Il tuo compito ▸
Prosegui, per favore, la conversazione con Antonella Questa riportata qui sotto, riprendendo subito dopo la sua ultima frase.
+++ Testo citato +++
Una conversazione con Antonella Questa: “Vecchia sarai tu!”

Antonella Questa è attrice, autrice, regista, traduttrice. Sempre in viaggio, vive e lavora tra l’Italia e la Francia. Con “STASERA OVULO”, di cui sono stati pubblicati un libro e un dvd, ha vinto il Premio Calandra 2009 come Migliore Spettacolo e Migliore Interprete. Il suo ultimo spettacolo “VECCHIA SARAI TU!”, che va in scena venerdì 22 marzo 2013 presso la Sala Congressi di Molveno (ore 20,30), ha vinto il Premio Museo Cervi 2012 – Teatro della Memoria e il Premio Calandra 2012 Migliore Spettacolo – Migliore Interprete e Migliore Regia.
“Vi annunciamo una nuova invenzione in arrivo, destinata a irrompere come un ciclone nel panoramo obsoleto delle tecnologie della comunicazione, un medium leggero e profondo, scatenato e scatenante, interrato come un albero e ubiquo, in grado di manifestarsi in tutti i luoghi della terra, anche nei villaggi più sperduti, anche in quelli sprovvisti di luce elettrica e telefono! Questa nuova invenzione è il teatro!”
(Marco Martinelli e Ermanna Montanari, Il Teatro è l’invenzione del futuro in Patalogo n° 30, Ubulibri, Milano, 2008)
Mi piacerebbe cominciare questa conversazione con la frase di Martinelli-Montanari del Teatro delle Albe, storica compagnia del teatro contemporaneo in Italia. Si dice che il teatro può arrivare dappertutto, anche nei posti più sperduti della terra… Dopo aver portato i propri spettacoli in grandi città e vinto importanti premi nazionali, che effetto fa andare in scena in un piccolo paese di mille abitanti, tra le montagne del Trentino? Credi che il teatro vada portato il più possibile anche nelle piccole comunità e nelle periferie?
+++ Dati forniti +++
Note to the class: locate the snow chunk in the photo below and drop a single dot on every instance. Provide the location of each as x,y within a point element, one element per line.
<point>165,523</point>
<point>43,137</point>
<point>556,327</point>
+++
Risposta ▸
Sposo appieno la frase di Martinelli/Montanari!
Faccio teatro convinta da sempre che questo debba arrivare a chiunque, quindi ovunque. Le persone restano persone, sia che risiedano nelle metropoli sia che risiedano in piccoli e sperduti villaggi di montagna. Peter Brooke nei suoi spettacoli ci mostra come al teatro siano necessarie le persone e basta. Una che racconta e l’altra che ascolta. Bastano poi una sedia, una candela, un luogo qualsiasi e il teatro c’è!
Non mi fa particolarmente effetto passare da un teatro con 600 posti ad uno con 50. Tecnicamente ci sono delle differenze, ma quel che mi interessa è il pubblico.
Personalmente potessi andrei ovunque, anche nei rifugi di alta montagna a far spettacolo per venti persone!
“Vecchia sarai tu!” è il titolo dello spettacolo che venerdì sera presenti a Molveno. Potrebbe essere un monito, ma anche una battuta di autodifesa oppure una semplice presa di coscienza. Sembra che oggi la vecchiaia sia un tabù. Invecchiare, così come ammalarsi, non è consentito. Invece Antonella Questa ci racconta la storia di tre donne – che sono anche tre generazioni – a confronto, in maniera diversa, con le difficili questioni del tempo che passa e dell’invecchiamento: chi sono, dove le hai incontrate, come hai cucito insieme le loro storie?
Il titolo ha proprio un doppio senso, il primo, quello più immediato è la risposta brusca che viene data quando qualcuno ci trova invecchiate, l’altro, quello che mi sta più a cuore, è il pensiero che vecchia – forse! – un giorno lo sarai anche tu.
La vecchiaia è diventata un tabù, rappresenta ormai da decenni il brutto, il decadimento della persona, la fine della vita, la morte vicina… Non c’è più il valore dell’età, dell’esperienza, l’idea di essere fortunati quando aggiungiamo un anno in più al nostro calendario. L’esempio positivo di vecchiaia mi è stato dato da mia nonna, morta a 96 anni e mezzo. Certo il corpo funziona meno bene, dà problemi, ma se la testa rimane attiva e vivace come era la sua…. che grandi risate mi faceva fare, che sguardo pungente aveva sulle cose e sulle persone, quante storie mi ha raccontato.
Purtroppo ho anche visto su di lei quanto un particolare atteggiamento contro i vecchi possa essere violento e doloroso. Quanto si abbia voglia di metterli da parte in fretta, non vederli più, quanto diano fastidio con la propria presenza, dimenticandoci appunto che vecchi – forse! – un giorno lo saremo anche noi.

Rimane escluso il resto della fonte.